Pesquisadores apresentam dados sobre as línguas nativas ainda faladas no Norte do país e destacam a importância e dos desafios de documentar, preservar e revitalizar a diversidade desses idiomas
Das cerca de 150 línguas nativas atualmente em uso no Brasil – aquelas empregadas tradicionalmente por povos indígenas antes do contato com os não-indígenas –, pelo menos 21% estão seriamente ameaçadas de desaparecer em curto prazo, devido ao número reduzido de falantes e à baixa taxa de transmissão para novas gerações, segundo pesquisadores.
Um caminho para tentar reverter esse quadro seria a formulação e aplicação de uma Política Linguística e Científica. Essa foi uma das principais conclusões da mesa-redonda “Línguas Nativas da Região Norte: perspectivas para a sua documentação, manutenção e pesquisa”, realizada na 61ª Reunião Anual da SBPC, em Manaus.

----

__Tarefa solicitada__
Dê continuidade ao texto sobre as línguas nativas ameaçadas no Brasil, a partir da última frase apresentada.

[Dados coletados]
----

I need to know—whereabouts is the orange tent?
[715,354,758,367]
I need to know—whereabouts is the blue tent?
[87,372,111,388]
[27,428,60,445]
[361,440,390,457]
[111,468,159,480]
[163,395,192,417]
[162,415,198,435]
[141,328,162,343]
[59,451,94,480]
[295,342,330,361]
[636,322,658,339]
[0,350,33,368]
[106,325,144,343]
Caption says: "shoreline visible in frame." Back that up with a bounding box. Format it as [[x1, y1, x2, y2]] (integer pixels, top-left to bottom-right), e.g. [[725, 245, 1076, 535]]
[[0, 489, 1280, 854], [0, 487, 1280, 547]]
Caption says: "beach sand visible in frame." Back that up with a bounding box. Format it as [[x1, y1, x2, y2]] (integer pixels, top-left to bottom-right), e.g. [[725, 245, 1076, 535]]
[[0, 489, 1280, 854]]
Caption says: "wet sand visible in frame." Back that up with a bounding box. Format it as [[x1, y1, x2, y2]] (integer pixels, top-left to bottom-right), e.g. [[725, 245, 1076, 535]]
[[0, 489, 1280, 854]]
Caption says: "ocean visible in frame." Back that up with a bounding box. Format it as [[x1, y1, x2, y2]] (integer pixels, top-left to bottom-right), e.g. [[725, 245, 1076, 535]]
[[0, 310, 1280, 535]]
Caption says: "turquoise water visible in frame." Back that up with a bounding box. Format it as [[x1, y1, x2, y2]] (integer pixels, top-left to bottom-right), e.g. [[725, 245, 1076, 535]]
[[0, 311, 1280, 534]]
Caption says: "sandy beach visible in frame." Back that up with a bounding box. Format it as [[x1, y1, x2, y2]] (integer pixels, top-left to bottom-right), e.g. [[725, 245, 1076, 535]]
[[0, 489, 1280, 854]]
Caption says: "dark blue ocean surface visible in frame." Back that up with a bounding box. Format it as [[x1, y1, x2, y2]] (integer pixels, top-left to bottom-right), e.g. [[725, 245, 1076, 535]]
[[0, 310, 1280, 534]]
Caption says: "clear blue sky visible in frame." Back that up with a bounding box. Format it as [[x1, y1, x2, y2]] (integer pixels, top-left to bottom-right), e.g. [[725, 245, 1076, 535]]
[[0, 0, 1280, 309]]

----

__Resposta à tarefa__
De acordo com os participantes, essa política poderia contribuir para: definir parâmetros de documentação (trabalhar por família linguística ou por áreas etnográficas como a calha dos rios, por exemplo, seguindo o que pensam os falantes ou membros dos povos envolvidos); criar mecanismos que ajudem a suprir a falta de recursos humanos interessados nessa área de pesquisa; e promover a valorização das línguas nativas, contribuindo com o desenvolvimento de estratégias de transmissão desses idiomas.
“O processo de documentação é fundamental para ampliar o conhecimento sobre a diversidade e transmissão das línguas nativas”, destacou Frantomé Pacheco, professor do Departamento de Antropologia da Universidade Federal do Amazonas, que presidiu a mesa-redonda.
Para Dennis Albert Moore, curador da Coleção Linguística e coordenador da área de linguística do Museu Paraense Emílio Goeldi, um dos desafios da documentação é que idiomas que são registrados como diferentes às vezes são dialetos de uma mesma língua, reflexo de divisões étnicas e políticas.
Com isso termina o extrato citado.